- Given problem -
Reproduce the data below verbatim, omitting the pictures.

※

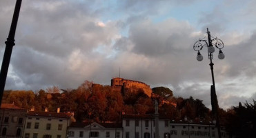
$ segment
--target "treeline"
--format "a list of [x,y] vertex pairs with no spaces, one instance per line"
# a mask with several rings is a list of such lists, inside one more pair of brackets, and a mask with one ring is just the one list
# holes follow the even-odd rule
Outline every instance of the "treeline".
[[[157,97],[149,97],[142,89],[121,92],[109,86],[93,85],[86,81],[73,90],[54,86],[37,92],[6,90],[2,102],[37,111],[44,111],[47,108],[49,112],[57,112],[60,108],[62,112],[74,112],[77,121],[119,121],[122,114],[153,114],[154,100],[157,99],[160,115],[170,119],[214,119],[211,110],[200,99],[175,97],[167,88],[154,88],[152,90]],[[221,124],[226,126],[230,135],[255,136],[255,101],[244,106],[240,103],[227,110],[219,108],[219,114]]]
[[[74,112],[78,121],[118,121],[122,114],[153,114],[154,102],[159,101],[160,114],[173,119],[201,117],[210,119],[209,109],[201,100],[173,97],[173,92],[164,87],[155,88],[153,92],[159,97],[152,99],[142,89],[126,90],[121,92],[109,86],[93,85],[86,81],[77,89],[60,90],[58,87],[31,90],[6,90],[3,103],[14,103],[19,107],[37,111]],[[164,100],[166,103],[161,103]],[[172,104],[173,103],[173,104]],[[176,106],[177,105],[177,106]]]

※

- Answer for the task -
$ segment
--target "treeline"
--format "a list of [x,y] vertex pairs with no spaces, one instance per line"
# a mask with several rings is a list of such lists, inside one more pair of brackets, and a mask with one ring is just the one list
# holes follow the even-odd rule
Outline every instance of the "treeline".
[[[157,97],[149,97],[142,89],[121,92],[109,86],[93,85],[86,81],[73,90],[54,86],[37,92],[6,90],[2,102],[37,111],[44,111],[47,108],[49,112],[57,112],[60,108],[62,112],[74,112],[77,121],[119,121],[122,114],[153,114],[154,100],[157,99],[160,115],[170,119],[214,119],[211,110],[200,99],[175,97],[167,88],[154,88],[152,90]],[[221,124],[226,126],[230,135],[255,136],[255,101],[244,106],[240,103],[227,110],[219,108],[219,114]]]
[[[74,112],[78,121],[118,121],[122,114],[153,114],[154,102],[159,101],[160,114],[173,119],[201,117],[210,119],[209,109],[201,100],[173,97],[173,92],[164,87],[155,88],[153,92],[159,97],[152,99],[142,89],[126,90],[121,92],[109,86],[93,85],[86,81],[77,89],[60,90],[58,87],[31,90],[6,90],[3,103],[14,103],[19,107],[37,111]],[[164,100],[166,103],[161,103]],[[172,104],[173,103],[173,104]],[[176,106],[177,105],[177,106]]]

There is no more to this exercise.